投稿者:宇波彰 - この投稿者のレビュー一覧を見る
本書は、ナチス・ドイツの時代における国家とキリスト教の関係を論じた力作である。
ナチスは、ヒトラーに対する個人的な崇拝をドイツ国民に求め、各家庭にヒトラーの写真を飾ることを強制した。1934年にニュールンベルクで開催されたナチスの党大会は、リーフェンシュタールによって、「意志の勝利」としてして映像化されたが、その冒頭のシーンでは、ヒトラーは飛行機で会場へと向かう。それは「空から降りてくる神」として、ヒトラーをカリスマ化・神格化しようとする試みであったとされている。このように、ヒトラーを「天から遣わされたキリスト教的な指導者」に仕立て上げようとするナチスと、キリスト教会が衝突するのな当然のことであった。「あとがき」のことばをかりるならば、「政治的な救済論を掲げるナチズムは、伝統的な教会の精神的価値に対する正面からの挑戦者として登場した」のである。

■ **抜粋エントリ**
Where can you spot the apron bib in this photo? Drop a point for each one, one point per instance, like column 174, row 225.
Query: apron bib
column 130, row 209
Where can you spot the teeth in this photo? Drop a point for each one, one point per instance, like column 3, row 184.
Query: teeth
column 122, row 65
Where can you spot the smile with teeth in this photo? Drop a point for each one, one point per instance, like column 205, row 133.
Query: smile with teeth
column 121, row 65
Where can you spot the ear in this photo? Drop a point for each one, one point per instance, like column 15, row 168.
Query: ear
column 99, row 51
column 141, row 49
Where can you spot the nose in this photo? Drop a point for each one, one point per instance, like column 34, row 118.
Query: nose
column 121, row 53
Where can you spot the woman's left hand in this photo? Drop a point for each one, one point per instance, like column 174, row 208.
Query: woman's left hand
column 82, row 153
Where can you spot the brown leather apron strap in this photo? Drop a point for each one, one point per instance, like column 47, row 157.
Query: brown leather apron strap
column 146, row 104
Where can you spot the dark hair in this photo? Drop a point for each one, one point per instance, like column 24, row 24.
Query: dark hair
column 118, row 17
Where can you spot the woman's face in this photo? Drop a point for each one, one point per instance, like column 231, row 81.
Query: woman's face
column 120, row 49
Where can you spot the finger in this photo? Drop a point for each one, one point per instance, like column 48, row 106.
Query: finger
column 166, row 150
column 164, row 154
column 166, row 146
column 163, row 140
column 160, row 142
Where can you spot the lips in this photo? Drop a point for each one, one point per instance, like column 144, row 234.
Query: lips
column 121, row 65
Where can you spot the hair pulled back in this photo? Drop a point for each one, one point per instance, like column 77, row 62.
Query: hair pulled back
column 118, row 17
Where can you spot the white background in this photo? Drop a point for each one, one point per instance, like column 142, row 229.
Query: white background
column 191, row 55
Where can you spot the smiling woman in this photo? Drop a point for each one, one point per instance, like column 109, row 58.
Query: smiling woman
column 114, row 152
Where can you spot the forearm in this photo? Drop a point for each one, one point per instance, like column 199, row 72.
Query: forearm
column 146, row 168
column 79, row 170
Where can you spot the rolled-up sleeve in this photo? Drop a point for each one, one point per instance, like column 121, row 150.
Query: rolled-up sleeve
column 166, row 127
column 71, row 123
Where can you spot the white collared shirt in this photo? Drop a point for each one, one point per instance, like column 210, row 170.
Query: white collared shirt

■ **問題と課題**
1) ナチス・ドイツと教会を扱った書評について、次の各問に答えよ。
(a) ナチスが各家庭に強制したことは何か。
(b) 映像化された党大会は何年にどこで開催されたか。
(c) その党大会を映像化したのは誰で、作品名は何か。
2) ナチスと教会を論じた書評によれば、党大会の映像の冒頭でヒトラーが飛行機で会場へ向かう場面は、どのような意図によるものとされているか。簡潔に説明せよ。
エントリは書評本文とは別個の資料である。

■ **解答一覧**
1)
(a) ヒトラーの写真を飾ること。
(b) 1934年、ニュールンベルク。
(c) リーフェンシュタールで、作品名は「意志の勝利」。

2) ヒトラーを「空から降りてくる神」として描き、カリスマ化・神格化しようとする試みであったとされている。